WRITTEN TASK 1: In the thread on the integral inequality, what does the first reply say the last fact follows from?
WRITTEN TASK 2: Copy the part of the thread on the integral inequality starting with "The last fact" and going on through "the a.e. condition.", word for word.

Assume that $\phi:[0,1]\to[0,1]$ is a continuous map which is not identically equal to 1. Then prove that:
$$\int_0^1 \phi(s)ds<1.$$ My attempt. $0\le \phi\le 1$ I directly get
$$\int_0^1 \phi(s)ds \le 1.$$ But the inequality is large rather than strict inequality. How can I prove it with the strict ineqaulaity?
On
$$1-\int_0^1 \phi(s) ds = \int_0^1 (1-\phi(s))ds$$
Since $1-\phi \geq 0$, $\int_0^1 (1-\phi(s))ds\geq 0$ and if the integral is $0$, then $1-\phi = 0$ (which contradicts your assumption on $\phi$).
The last fact follows from a standard lemma for continuous functions over a closed interval.
On
Assume the equality hold, then \begin{align*} \int_{0}^{1}(1-\phi(x))=0. \end{align*} As $1-\phi\geq 0$ is also continuous, then $1-\phi(x)=0$ for all $x\in[0,1]$. This can be argued by some heavier machinery that at least it must be true that $1-\phi=0$ a.e., but continuity can remove the a.e. condition.
On
If $\varphi$ is not identically equal to $1$ then here is a $x_0\in [0,1]$ and $\epsilon>0$ such that $1-\varphi(x_0)>\epsilon$. By the continuity of $\varphi$ there exists an interval $[x_0-\delta,x_0+\delta]$ such that it is worth the inequality $$ 1-\varphi(x)>0,\quad \forall x\in [x_0-\delta,x_0+\delta]. $$ Supposing absurd that we have equality $ \int_{0}^{1}\varphi(x)\mathrm{\, d \,} x=1 . $ Note that $\int_{0}^{1} 1 \mathrm{\,d\,}x=1$ implies $$ \int_{0}^{1}\underbrace{(1-\varphi(x))}_{\geq 0} \rm d x =0 $$ But $$ \int_{0}^{1}\underbrace{(1-\varphi(x))}_{\geq 0} \rm d x \geq \int_{x_0-\delta}^{x_0+\delta}\underbrace{(1-\varphi(x))}_{\geq \epsilon} \rm d x \geq \int_{x_0-\delta}^{x_0+\delta}{ \epsilon}\;\; \rm d x = \epsilon \cdot 2\cdot \delta >0 $$ So we can only conclude that $$ \int_{0}^{1}\varphi(x) \,{\rm d } x<1. $$
Take a point $x_0$ where $f(x_0) \neq 1$. Since $f$ is continuous, there is a small enough neighborhood of $x_0$, $[x_0 - \frac{\delta}{2}, x_0 +\frac{\delta}{2}]$ where $f \neq 1$ on that neighborhood. This $f$ has a max, $C <1$, on that interval since it's compact. Thus $$\int_{0}^{1} \phi(s) ds \leq (1-\delta) + C\delta < 1$$

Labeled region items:
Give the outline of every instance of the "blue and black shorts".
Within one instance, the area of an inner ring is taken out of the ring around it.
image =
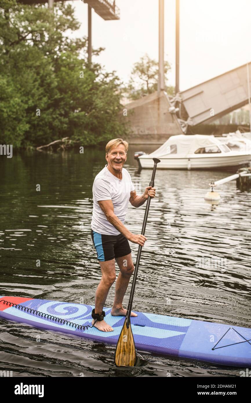
[[[129,242],[122,234],[104,235],[91,230],[91,239],[100,262],[120,258],[132,251]]]

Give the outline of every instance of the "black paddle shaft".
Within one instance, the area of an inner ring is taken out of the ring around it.
[[[158,158],[153,158],[153,160],[154,162],[154,166],[153,173],[151,175],[151,181],[149,183],[149,186],[151,186],[152,187],[154,187],[154,178],[155,177],[155,173],[156,172],[156,169],[157,168],[157,164],[158,163],[158,162],[160,162],[160,160],[159,160],[159,159]],[[145,235],[145,227],[146,226],[146,222],[147,220],[147,216],[148,216],[148,212],[149,211],[149,207],[150,207],[150,202],[151,202],[151,197],[148,195],[147,202],[146,202],[146,207],[145,208],[145,216],[144,217],[144,221],[143,221],[142,230],[141,232],[141,235]],[[133,275],[133,284],[132,284],[132,288],[131,290],[131,293],[130,294],[130,299],[129,299],[129,303],[128,304],[128,307],[127,308],[127,312],[126,320],[127,320],[127,328],[128,328],[129,327],[130,322],[130,318],[131,316],[131,314],[132,310],[132,306],[133,305],[133,297],[134,296],[134,291],[135,290],[136,282],[137,279],[138,269],[139,268],[139,260],[140,260],[140,256],[141,256],[141,251],[142,250],[142,247],[141,246],[141,245],[139,245],[139,249],[138,250],[138,254],[137,255],[137,258],[136,261],[136,264],[135,265],[135,268],[134,269],[134,274]]]

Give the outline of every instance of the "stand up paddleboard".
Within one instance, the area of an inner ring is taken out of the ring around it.
[[[7,302],[8,301],[8,302]],[[94,307],[85,304],[0,297],[0,317],[10,320],[116,345],[124,316],[113,316],[104,308],[106,321],[114,329],[90,328]],[[251,329],[232,325],[137,312],[131,317],[139,350],[206,361],[251,367]]]

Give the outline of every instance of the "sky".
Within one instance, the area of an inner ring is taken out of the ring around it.
[[[175,85],[175,0],[164,0],[165,59]],[[73,36],[87,36],[87,5],[71,1],[81,23]],[[158,58],[158,0],[116,0],[120,19],[92,10],[92,46],[105,48],[95,61],[126,83],[145,53]],[[251,0],[180,0],[180,89],[183,91],[251,62]]]

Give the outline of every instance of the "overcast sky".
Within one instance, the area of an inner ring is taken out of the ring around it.
[[[71,1],[87,35],[87,5]],[[158,0],[116,0],[120,19],[105,21],[93,10],[92,44],[106,48],[97,61],[125,83],[134,63],[158,57]],[[251,62],[251,0],[180,0],[180,88],[186,89]],[[175,0],[164,0],[165,59],[175,85]]]

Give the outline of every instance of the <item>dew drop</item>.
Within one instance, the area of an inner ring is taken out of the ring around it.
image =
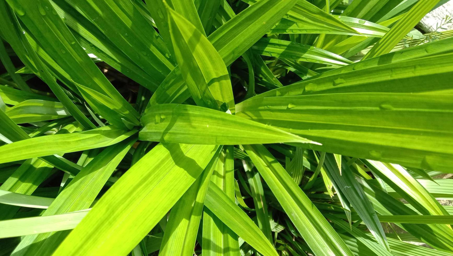
[[[288,108],[290,109],[291,109],[291,108],[294,108],[296,107],[296,106],[297,106],[296,105],[294,105],[294,104],[293,104],[292,103],[289,103],[289,104],[288,104]]]

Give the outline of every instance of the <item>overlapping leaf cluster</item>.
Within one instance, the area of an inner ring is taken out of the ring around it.
[[[445,1],[145,2],[0,0],[1,255],[453,255]]]

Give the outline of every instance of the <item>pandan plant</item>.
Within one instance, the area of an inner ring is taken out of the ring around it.
[[[0,0],[1,255],[453,255],[446,2]]]

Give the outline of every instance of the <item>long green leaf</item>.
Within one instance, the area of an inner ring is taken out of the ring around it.
[[[258,0],[242,0],[249,4],[259,1]],[[353,29],[310,4],[309,2],[306,1],[296,1],[295,2],[296,4],[288,12],[285,17],[286,19],[303,23],[311,26],[323,27],[331,30],[342,31],[359,34],[359,33]]]
[[[205,205],[222,222],[263,255],[277,255],[253,222],[217,185],[211,183]]]
[[[162,39],[132,1],[68,0],[68,2],[156,80],[163,80],[173,68],[169,52]]]
[[[222,57],[196,27],[168,11],[175,57],[193,98],[198,105],[214,109],[226,103],[234,113],[230,76]]]
[[[242,11],[208,37],[229,66],[265,34],[295,4],[292,0],[262,0]],[[177,67],[159,86],[148,107],[181,103],[190,96]]]
[[[90,207],[107,179],[136,140],[132,137],[104,150],[82,169],[64,189],[43,216],[61,214]],[[24,237],[11,255],[49,255],[68,232],[48,232]]]
[[[228,145],[313,143],[269,126],[191,105],[156,105],[148,109],[141,122],[139,135],[143,140]]]
[[[236,105],[236,116],[323,144],[307,145],[314,149],[448,171],[452,102],[446,94],[377,92],[254,97]]]
[[[313,203],[263,146],[244,147],[285,212],[315,254],[352,255]]]
[[[57,13],[48,0],[7,1],[40,46],[74,81],[90,85],[92,89],[121,102],[134,115],[138,115],[90,59],[61,18],[56,15]]]
[[[94,90],[76,85],[90,106],[111,124],[123,129],[130,129],[139,125],[134,114],[123,105]]]
[[[256,54],[292,60],[338,65],[352,63],[322,49],[283,40],[262,38],[251,48]]]
[[[69,134],[31,138],[0,147],[0,163],[105,147],[130,137],[126,131],[110,126]]]
[[[53,198],[24,195],[0,190],[0,203],[22,207],[47,209]]]
[[[60,102],[28,100],[8,108],[6,115],[16,124],[52,120],[67,117],[69,112]]]
[[[231,202],[234,202],[233,146],[224,146],[211,179]],[[202,254],[210,256],[234,256],[239,253],[237,235],[208,209],[203,214]]]
[[[219,147],[201,175],[172,208],[159,254],[193,254],[206,192],[221,150]]]
[[[381,222],[453,224],[453,216],[389,215],[378,216]]]
[[[331,75],[328,75],[330,72],[326,72],[326,75],[321,75],[319,78],[313,77],[270,91],[255,96],[255,98],[345,92],[415,93],[444,91],[451,93],[450,77],[453,72],[451,42],[446,45],[449,50],[443,48],[450,53],[414,60],[409,58],[395,63],[391,62],[395,53],[389,53],[373,58],[372,61],[371,59],[365,61],[363,66],[360,62],[351,67],[345,67],[344,72],[342,72],[343,68],[341,68],[337,71],[332,71]],[[433,46],[436,48],[437,45]],[[419,49],[426,53],[423,48]],[[427,51],[431,52],[429,49]],[[404,54],[407,57],[413,53],[416,54],[413,52],[407,52],[408,55]],[[386,63],[391,63],[382,64]],[[430,86],[426,86],[426,81],[432,82]]]
[[[367,53],[363,59],[390,52],[439,2],[439,0],[419,1]]]
[[[89,210],[0,221],[0,238],[72,229],[87,215]]]
[[[217,149],[156,146],[107,191],[53,255],[129,253],[189,188]]]
[[[363,190],[356,180],[352,170],[347,164],[343,164],[342,172],[340,170],[333,155],[327,154],[326,166],[328,171],[333,178],[337,186],[351,203],[351,205],[366,225],[373,236],[381,246],[390,250],[382,226],[379,223],[377,216],[371,203],[368,200]]]

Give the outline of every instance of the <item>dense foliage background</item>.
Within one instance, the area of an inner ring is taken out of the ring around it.
[[[447,1],[145,1],[0,0],[1,255],[453,255]]]

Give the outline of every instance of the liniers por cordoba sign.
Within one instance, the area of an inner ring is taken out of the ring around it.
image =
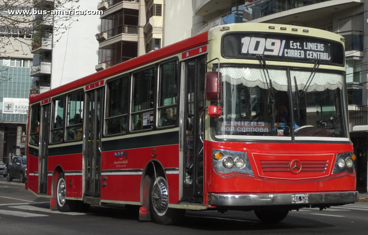
[[[2,113],[27,114],[29,103],[28,99],[3,98]]]

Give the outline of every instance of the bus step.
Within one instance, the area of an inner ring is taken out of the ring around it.
[[[84,203],[94,206],[101,206],[100,200],[101,198],[99,197],[86,197],[85,196],[83,198],[83,201]]]

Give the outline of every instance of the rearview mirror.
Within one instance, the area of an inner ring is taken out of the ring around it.
[[[210,105],[208,106],[208,116],[210,117],[221,117],[222,113],[221,106]]]
[[[220,73],[219,82],[217,84],[217,72],[207,72],[206,74],[206,99],[209,101],[217,101],[217,88],[220,88],[222,75]],[[221,99],[221,89],[218,99]]]

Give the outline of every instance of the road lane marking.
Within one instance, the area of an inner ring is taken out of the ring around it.
[[[5,203],[3,204],[0,204],[0,206],[14,206],[14,205],[31,205],[31,204],[43,204],[46,203],[50,203],[50,202],[29,202],[29,203]]]
[[[46,214],[37,214],[32,213],[27,213],[26,212],[13,212],[12,211],[5,211],[4,210],[0,210],[0,214],[20,217],[42,217],[49,216]]]
[[[85,214],[84,213],[78,213],[77,212],[60,212],[58,211],[52,211],[51,209],[36,207],[32,206],[16,206],[14,207],[9,207],[11,208],[15,208],[17,209],[27,210],[28,211],[33,211],[35,212],[47,212],[48,213],[53,213],[55,214],[69,214],[70,215],[79,215],[79,214]]]
[[[258,222],[258,221],[251,221],[250,220],[245,220],[243,219],[228,219],[227,218],[219,218],[217,217],[210,217],[210,216],[196,216],[196,215],[185,215],[185,216],[188,216],[188,217],[195,217],[196,218],[207,218],[209,219],[223,219],[224,220],[233,220],[234,221],[241,221],[241,222],[249,222],[251,223],[256,223],[257,224],[261,223],[261,222]]]
[[[334,207],[335,208],[336,208],[337,207]],[[353,208],[353,207],[344,207],[344,208],[346,208],[347,209],[353,210],[354,211],[365,211],[366,212],[368,211],[368,209],[364,209],[363,208],[356,208],[355,207]]]
[[[317,210],[319,211],[319,208],[306,208],[306,209],[307,210]],[[348,212],[349,210],[348,209],[346,210],[341,210],[340,208],[339,209],[334,209],[331,208],[327,208],[326,210],[325,210],[324,211],[326,212]]]
[[[8,198],[9,199],[19,200],[19,201],[24,201],[25,202],[33,202],[33,201],[28,201],[27,200],[23,200],[23,199],[18,199],[18,198],[13,198],[12,197],[4,197],[3,196],[0,196],[0,197],[3,197],[4,198]]]
[[[343,215],[335,215],[333,214],[315,214],[313,213],[311,213],[310,214],[316,214],[317,215],[324,215],[325,216],[345,217]]]

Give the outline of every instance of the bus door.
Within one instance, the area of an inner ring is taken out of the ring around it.
[[[100,197],[104,88],[85,93],[84,135],[84,196]]]
[[[41,106],[41,145],[39,163],[39,194],[47,194],[47,159],[49,156],[49,137],[50,129],[51,104]]]
[[[182,201],[203,202],[203,139],[206,55],[185,61],[184,182]]]

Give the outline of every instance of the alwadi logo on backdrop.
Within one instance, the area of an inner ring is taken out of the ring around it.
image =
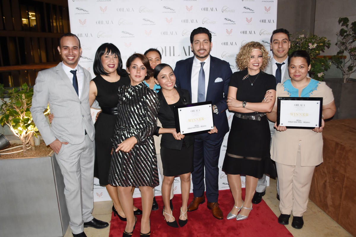
[[[163,6],[163,8],[164,9],[163,11],[162,12],[162,13],[175,13],[176,10],[174,9],[172,9],[169,7],[167,7],[166,6]]]
[[[272,33],[270,32],[267,31],[264,29],[262,29],[260,31],[260,35],[271,35],[272,34]]]
[[[244,10],[242,13],[255,13],[255,10],[251,9],[248,7],[244,7]]]
[[[230,18],[224,18],[225,22],[222,24],[223,25],[235,25],[236,23],[235,21],[233,21]]]
[[[85,15],[89,14],[89,11],[83,8],[75,7],[77,12],[74,13],[74,15]]]
[[[138,12],[140,13],[152,13],[153,12],[153,10],[148,9],[144,6],[141,6],[138,9]]]
[[[211,21],[209,18],[204,17],[204,18],[203,19],[203,21],[201,21],[201,23],[203,24],[215,24],[216,22],[215,21]]]
[[[149,31],[147,31],[146,30],[145,30],[145,33],[146,34],[146,35],[147,36],[150,36],[152,33],[152,30],[150,30]]]
[[[132,22],[126,21],[123,18],[119,20],[119,26],[132,26],[133,24],[134,23]]]
[[[132,34],[129,32],[127,31],[123,31],[121,32],[121,33],[123,34],[121,38],[135,38],[135,36],[133,34]]]
[[[84,25],[85,25],[85,23],[87,23],[87,19],[84,19],[84,20],[83,20],[83,21],[82,21],[82,20],[79,19],[79,23],[80,23],[80,24],[82,26],[84,26]]]
[[[173,20],[173,18],[172,17],[171,18],[171,19],[168,19],[167,17],[166,18],[166,21],[167,22],[167,23],[168,24],[171,24]]]
[[[227,7],[226,6],[224,6],[222,7],[222,8],[221,9],[221,12],[235,12],[235,10],[234,9],[232,9],[229,8],[229,7]]]
[[[98,32],[96,37],[98,38],[111,38],[112,37],[112,35],[110,34],[106,34],[102,31]]]
[[[154,21],[151,21],[149,19],[143,18],[142,20],[143,21],[143,23],[142,24],[142,26],[153,26],[156,24]]]
[[[221,53],[221,57],[235,57],[236,56],[235,54],[229,54],[226,51]]]

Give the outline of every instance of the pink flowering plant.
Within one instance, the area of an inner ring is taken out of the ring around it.
[[[288,54],[297,50],[304,50],[309,54],[311,59],[312,67],[309,75],[315,80],[323,81],[325,75],[324,72],[330,68],[331,62],[328,62],[328,58],[320,56],[325,48],[329,49],[331,44],[330,40],[326,37],[319,37],[313,34],[297,35],[293,38],[291,36],[290,48]]]
[[[342,72],[344,82],[346,82],[351,73],[356,72],[356,21],[349,23],[349,18],[341,17],[337,22],[343,27],[336,34],[335,44],[340,50],[332,57],[333,63]],[[344,28],[344,27],[345,28]],[[346,59],[344,56],[347,53]]]

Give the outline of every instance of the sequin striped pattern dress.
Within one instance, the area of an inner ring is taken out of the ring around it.
[[[159,183],[153,136],[159,106],[157,93],[142,82],[120,87],[118,94],[109,183],[121,187],[156,187]],[[138,143],[131,151],[115,152],[118,144],[132,136]]]

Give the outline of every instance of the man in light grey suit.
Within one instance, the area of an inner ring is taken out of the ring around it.
[[[85,237],[84,227],[102,228],[109,225],[91,215],[95,147],[89,100],[91,76],[78,65],[82,48],[75,35],[64,34],[59,44],[63,61],[38,72],[31,111],[61,168],[73,236]],[[43,113],[47,104],[55,115],[50,126]]]
[[[289,79],[288,73],[288,51],[290,48],[289,32],[285,29],[277,29],[272,33],[270,42],[271,50],[273,57],[269,60],[266,69],[266,73],[276,77],[276,84],[283,83]],[[269,121],[271,137],[274,133],[273,126],[274,123]],[[266,194],[267,182],[266,175],[263,175],[262,178],[258,180],[255,193],[252,199],[252,203],[258,204],[262,200],[262,197]],[[277,199],[279,200],[278,189],[278,180],[277,180]]]

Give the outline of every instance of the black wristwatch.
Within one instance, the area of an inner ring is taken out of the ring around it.
[[[213,112],[215,113],[216,114],[219,113],[219,111],[218,110],[218,107],[215,105],[213,105]]]

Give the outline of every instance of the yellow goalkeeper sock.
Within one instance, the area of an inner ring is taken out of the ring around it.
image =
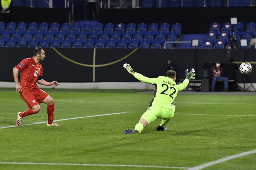
[[[140,131],[142,131],[143,130],[143,128],[144,127],[143,126],[143,124],[141,123],[138,123],[134,128],[134,129],[139,130]]]

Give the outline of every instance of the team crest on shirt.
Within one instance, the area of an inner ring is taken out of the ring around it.
[[[19,67],[21,68],[21,67],[22,67],[23,65],[24,64],[23,64],[23,63],[20,63],[20,64],[19,64]]]

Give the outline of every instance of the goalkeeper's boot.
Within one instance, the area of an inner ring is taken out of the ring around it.
[[[59,125],[58,124],[57,124],[55,122],[52,122],[52,124],[49,124],[48,123],[47,123],[47,124],[46,125],[46,126],[61,126],[61,125]]]
[[[20,116],[20,113],[21,112],[18,112],[17,113],[17,119],[16,119],[16,126],[20,126],[21,125],[21,122],[23,117]]]
[[[161,127],[160,125],[158,125],[155,130],[158,131],[166,131],[167,130],[167,127],[166,126]]]
[[[141,131],[139,130],[128,129],[124,131],[123,133],[123,134],[140,134]]]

TASK ANSWER 1: A standard lemma for continuous functions over a closed interval.

TASK ANSWER 2:
The last fact follows from a standard lemma for continuous functions over a closed interval.
On
Assume the equality hold, then \begin{align*} \int_{0}^{1}(1-\phi(x))=0. \end{align*} As $1-\phi\geq 0$ is also continuous, then $1-\phi(x)=0$ for all $x\in[0,1]$. This can be argued by some heavier machinery that at least it must be true that $1-\phi=0$ a.e., but continuity can remove the a.e. condition.